=== Given text ===
********************

Session 04: DA with SQL | Filtering
Introduction
Now, we will be taking a closer look at how to filter data using the WHERE clause and the HAVING statement. With lots of examples and use cases along the way to prepare you for writing queries in the real world.
After SELECT, these are the most widely used commands for a data analyst, so having a solid grasp of them is essential. The good news is that mastering them is easier than you think—you’ll see why in just a moment.
Once you’re comfortable using the WHERE and HAVING clauses to pinpoint the information you want, we’ll introduce the CASE statement, which you can use to build new categories out of your data.
Creating a Denormalized Analysis Table
Before diving deeper into filtering techniques, we will create a single, denormalized table that brings together all relevant columns needed for analysis.
The goal of this table is to simplify analytical queries by:
Joining all related tables into one structure
Keeping only business-relevant attributes used for filtering and analysis
Ignoring surrogate and foreign keys, except for the transactional identifier
This approach is common in analytics and reporting, where ease of querying is more important than strict normalization.

********************

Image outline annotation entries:
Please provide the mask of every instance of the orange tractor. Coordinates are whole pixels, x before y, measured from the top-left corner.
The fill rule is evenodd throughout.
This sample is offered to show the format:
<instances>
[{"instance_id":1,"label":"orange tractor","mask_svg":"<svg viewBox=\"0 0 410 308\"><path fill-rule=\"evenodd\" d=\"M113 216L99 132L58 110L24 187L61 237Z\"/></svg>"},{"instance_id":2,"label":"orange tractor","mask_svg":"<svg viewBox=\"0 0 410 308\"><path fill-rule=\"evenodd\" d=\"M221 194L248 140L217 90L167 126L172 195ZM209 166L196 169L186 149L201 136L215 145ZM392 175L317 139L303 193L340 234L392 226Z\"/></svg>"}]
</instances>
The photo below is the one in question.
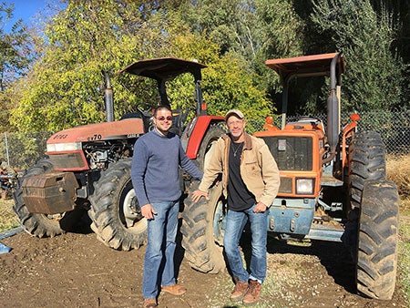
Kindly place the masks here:
<instances>
[{"instance_id":1,"label":"orange tractor","mask_svg":"<svg viewBox=\"0 0 410 308\"><path fill-rule=\"evenodd\" d=\"M185 126L188 111L174 110L172 129L179 134L190 159L200 168L213 140L224 130L223 117L207 114L197 62L173 57L142 60L119 73L153 78L160 104L169 106L167 81L190 74L195 82L196 117ZM107 122L55 133L47 140L47 159L26 170L14 192L14 210L25 230L39 238L71 231L87 210L91 228L106 245L128 251L147 238L130 178L133 146L152 129L152 114L141 110L114 120L113 90L106 76ZM190 185L184 177L181 189Z\"/></svg>"},{"instance_id":2,"label":"orange tractor","mask_svg":"<svg viewBox=\"0 0 410 308\"><path fill-rule=\"evenodd\" d=\"M356 114L341 126L343 56L314 55L265 64L279 74L283 87L281 128L268 117L264 130L254 134L265 140L281 175L267 232L285 241L343 242L356 264L358 292L390 299L397 268L398 194L385 179L380 135L360 131ZM287 121L292 80L317 77L330 78L326 123L311 117ZM192 267L218 272L225 267L221 245L226 203L219 184L209 196L197 203L186 200L182 245Z\"/></svg>"}]
</instances>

********************

=== What is asked ===
1 - Decide whether each statement agrees with the SQL filtering lesson, answering yes or no and quoting the exact words of the lesson that settle it: (a) WHERE and HAVING are the most widely used commands for a data analyst after SELECT; (b) the denormalized table keeps all surrogate and foreign keys; (c) the CASE statement is introduced before the WHERE clause.
2 - Shorten the paragraph of the SQL filtering lesson that begins "Now, we will be taking a closer look" into a single sentence that keeps its main facts.
3 - Continue the SQL filtering lesson from the point where its text stops.
The entries have no connection to the SQL filtering lesson.

=== Exercise responses ===
1 -
(a) Yes: "After SELECT, these are the most widely used commands for a data analyst"
(b) No: "Ignoring surrogate and foreign keys, except for the transactional identifier"
(c) No: "Once you’re comfortable using the WHERE and HAVING clauses to pinpoint the information you want, we’ll introduce the CASE statement"

2 - This part covers filtering data with the WHERE clause and the HAVING statement, with many examples and use cases to prepare you for writing real-world queries.

3 -
Denormalized Table Design
The denormalized table will be built around the sales table and will include:
- Transaction-level information
- Order time attributes
- Product attributes
- Customer attributes
- Employee attributes
The only identifier retained will be the transaction identifier.
Creating sales_analysis Table
CREATE TABLE IF NOT EXISTS sales_analysis AS
SELECT
s.transaction_id,
o.order_date,
DATE(o.order_date) AS order_date_date,
o.year,
o.quarter,
o.month,
c.customer_name,
c.city,
c.zip_code,
p.product_name,
p.category,
p.price,
e.first_name AS employee_first_name,
e.last_name AS employee_last_name,
e.salary AS employee_salary,
s.quantity,
s.discount,
s.total_sales
FROM sales AS s
JOIN orders AS o
ON s.order_id = o.order_id
JOIN customers AS c
ON s.customer_id = c.customer_id
JOIN products AS p
ON s.product_id = p.product_id
LEFT JOIN employees AS e
ON s.employee_id = e.employee_id;Adding indexes
CREATE INDEX idx_sales_analysis_order_date
ON sales_analysis(order_date_date);
CREATE INDEX idx_sales_analysis_year
ON sales_analysis(year);
CREATE INDEX idx_sales_analysis_city
ON sales_analysis(city);
CREATE INDEX idx_sales_analysis_category
ON sales_analysis(category);The sales_analysis table now stores both timestamp-level and date-level order information and will serve as the base table for all filtering examples in this session.
We are going to learn the JOINs so for now do not worry and simply capy and paste the above code
WHERE
When conducting an analysis, you will almost never work with every single record in a database. Instead, you will focus on a specific subset of data that is relevant to the business question you are trying to answer.
In the context of our case study, this might mean
- analyzing sales made in a particular year,
- transactions with high discounts,
- products belonging to a specific category, or
- customers from a certain city.
- etc.
To extract only the records that matter for your analysis, you need to filter the data.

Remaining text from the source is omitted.